Return each line from the items below that contains the word "column".

----- Material shown

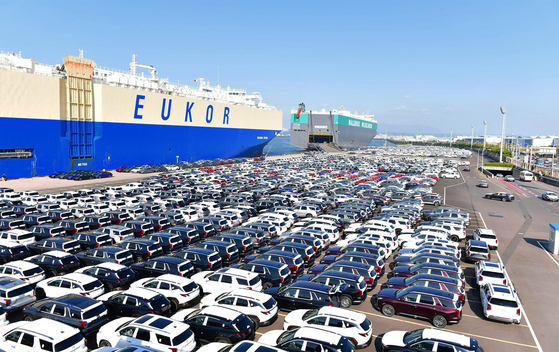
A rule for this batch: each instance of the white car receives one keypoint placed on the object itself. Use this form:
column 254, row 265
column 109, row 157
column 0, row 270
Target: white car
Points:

----------
----- Material shown

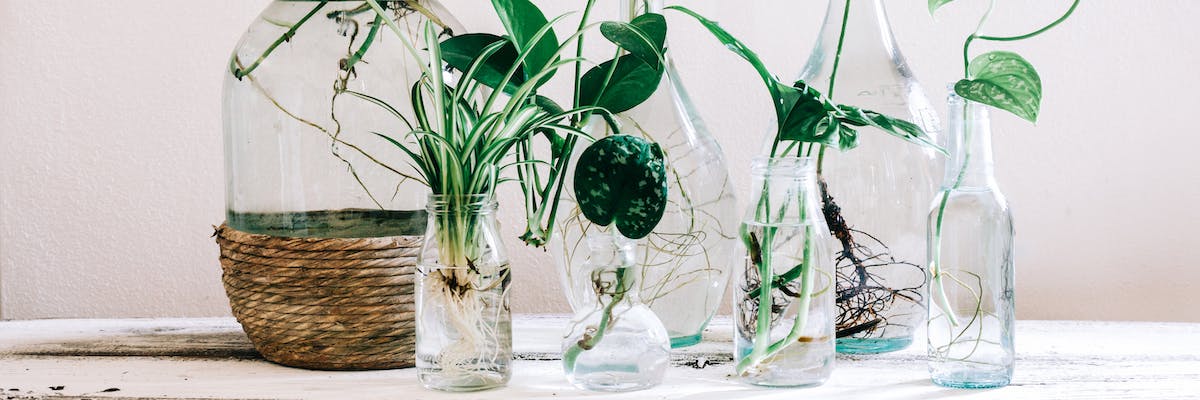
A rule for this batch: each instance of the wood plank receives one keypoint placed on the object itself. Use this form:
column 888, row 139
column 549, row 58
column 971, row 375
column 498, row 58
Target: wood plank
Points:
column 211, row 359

----------

→ **Right answer**
column 254, row 265
column 109, row 157
column 0, row 270
column 888, row 139
column 549, row 58
column 971, row 375
column 498, row 58
column 211, row 359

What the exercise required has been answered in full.